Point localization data
▼
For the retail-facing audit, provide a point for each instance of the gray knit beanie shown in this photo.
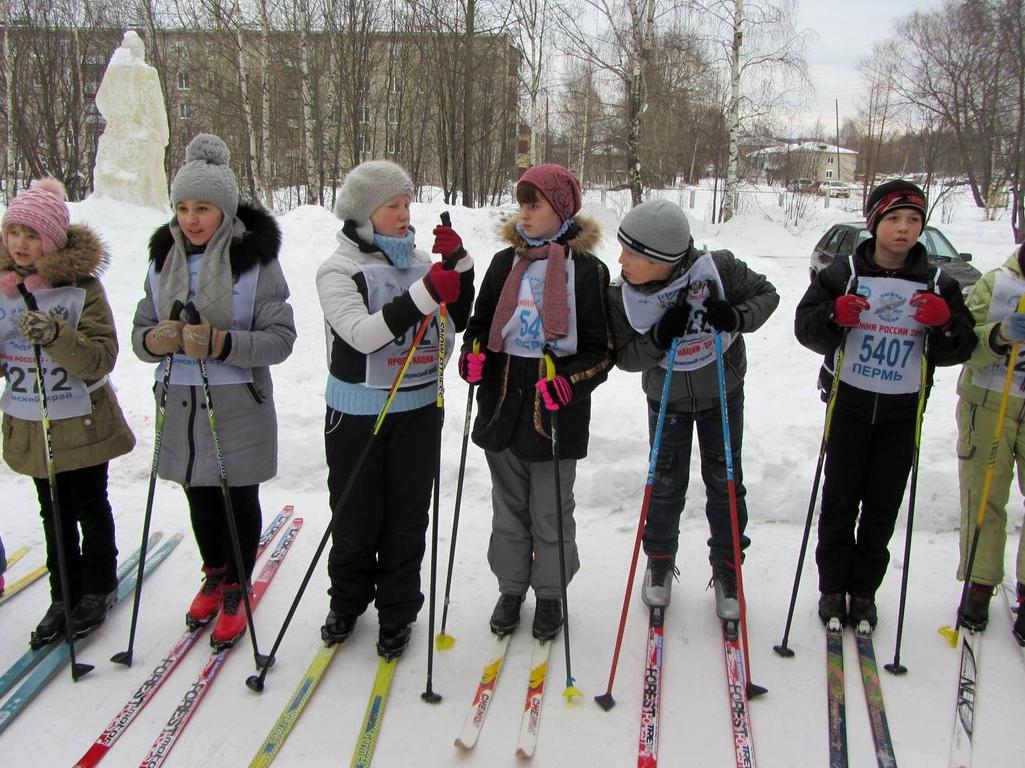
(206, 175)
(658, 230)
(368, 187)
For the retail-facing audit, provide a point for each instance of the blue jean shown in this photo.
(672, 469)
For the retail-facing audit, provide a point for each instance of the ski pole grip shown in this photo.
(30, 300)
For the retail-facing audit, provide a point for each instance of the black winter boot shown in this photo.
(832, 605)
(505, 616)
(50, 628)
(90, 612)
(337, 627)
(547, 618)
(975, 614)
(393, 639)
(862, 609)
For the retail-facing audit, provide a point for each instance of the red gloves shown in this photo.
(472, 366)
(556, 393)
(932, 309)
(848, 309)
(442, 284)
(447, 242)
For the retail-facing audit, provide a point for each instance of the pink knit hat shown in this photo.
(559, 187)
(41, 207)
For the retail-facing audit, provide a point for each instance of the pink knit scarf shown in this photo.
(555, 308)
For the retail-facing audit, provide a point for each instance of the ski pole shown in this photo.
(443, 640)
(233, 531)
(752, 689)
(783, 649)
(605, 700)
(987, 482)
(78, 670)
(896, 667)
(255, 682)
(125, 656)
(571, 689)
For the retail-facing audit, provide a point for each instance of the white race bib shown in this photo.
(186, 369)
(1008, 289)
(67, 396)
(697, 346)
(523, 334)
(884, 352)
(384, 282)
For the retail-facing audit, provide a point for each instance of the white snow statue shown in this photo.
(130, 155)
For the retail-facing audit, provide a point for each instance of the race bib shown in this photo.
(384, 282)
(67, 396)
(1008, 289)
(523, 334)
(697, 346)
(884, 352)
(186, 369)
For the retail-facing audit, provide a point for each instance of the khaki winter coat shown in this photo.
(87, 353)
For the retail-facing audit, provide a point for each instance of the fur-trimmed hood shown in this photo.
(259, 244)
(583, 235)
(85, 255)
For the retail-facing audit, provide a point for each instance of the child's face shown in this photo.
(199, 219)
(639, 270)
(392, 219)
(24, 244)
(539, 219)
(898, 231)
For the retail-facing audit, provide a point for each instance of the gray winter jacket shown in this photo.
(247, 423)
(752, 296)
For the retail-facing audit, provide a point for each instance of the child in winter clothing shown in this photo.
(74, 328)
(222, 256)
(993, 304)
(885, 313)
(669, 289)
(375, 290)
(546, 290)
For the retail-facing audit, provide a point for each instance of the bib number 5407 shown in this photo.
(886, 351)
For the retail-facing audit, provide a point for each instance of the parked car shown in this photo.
▲
WHAT IS EXPECTED
Would you write out each record above exactly, with no images?

RESULT
For the retail-facing audit, provide a point for each instance of the gray knit beanie shown in this photo.
(206, 175)
(658, 230)
(368, 187)
For the retail-facing audit, provide a point for each instance of the blue jean shown in this photo.
(672, 469)
For the retail-facing audit, provide a point for each instance of the ski pole grip shown in this photo.
(30, 300)
For the retail-facing audit, provide a point for each instance of the black winter boot shown in this photo.
(832, 605)
(505, 616)
(50, 628)
(90, 612)
(337, 627)
(547, 618)
(975, 614)
(393, 639)
(862, 609)
For the retail-facing audit, provide a point for each instance of the red gloves shown in this photo.
(472, 366)
(556, 393)
(932, 309)
(848, 309)
(442, 284)
(447, 242)
For the retail-facing audit, provide a point for each instance of the pink knit hat shown in this photo.
(559, 187)
(41, 207)
For the retail-facing audit, provide a point for each instance of the pink knit scarf shown in this photo.
(555, 308)
For the retail-facing audit, provide a point for each instance of the ski pole shown in this photo.
(443, 640)
(233, 531)
(752, 689)
(783, 649)
(605, 700)
(987, 482)
(78, 670)
(896, 667)
(255, 682)
(125, 656)
(571, 689)
For the retail-facing audit, provide a point for each instance of the white race bib shown in this photo.
(186, 369)
(1008, 289)
(67, 396)
(697, 346)
(523, 334)
(884, 352)
(384, 282)
For the retail-facing audit, provide a point for each instance of the white snow statue shown in this photo.
(130, 155)
For the retail-facing audit, provide a point for each instance of the race bib shown in this photo.
(384, 282)
(67, 396)
(1008, 289)
(523, 334)
(697, 346)
(884, 352)
(186, 369)
For the retail-facing audit, provide a point for each instance of the khaki winter coat shown in this photo.
(87, 353)
For the retail-facing audit, provide a point for each instance of the fur-trimmed hood shown in this photo.
(259, 244)
(583, 235)
(85, 255)
For the retail-facing audit, provide a point for each instance of the child's face shown in this photo.
(199, 219)
(639, 270)
(392, 219)
(24, 244)
(539, 219)
(898, 231)
For the retail-facing audit, provide a point for each instance of the gray winter jacket shown in this photo.
(247, 423)
(752, 296)
For the retail-facing audit, provide a point for each instance of the child in winter clothing shown in this photo.
(74, 328)
(222, 256)
(993, 304)
(885, 313)
(669, 289)
(375, 290)
(546, 290)
For the retail-facing audit, provide a point for each instance of the bib number 5407 shown in this photo.
(886, 351)
For the retail-facing audit, provide a point for each instance of the parked car shown in this photo.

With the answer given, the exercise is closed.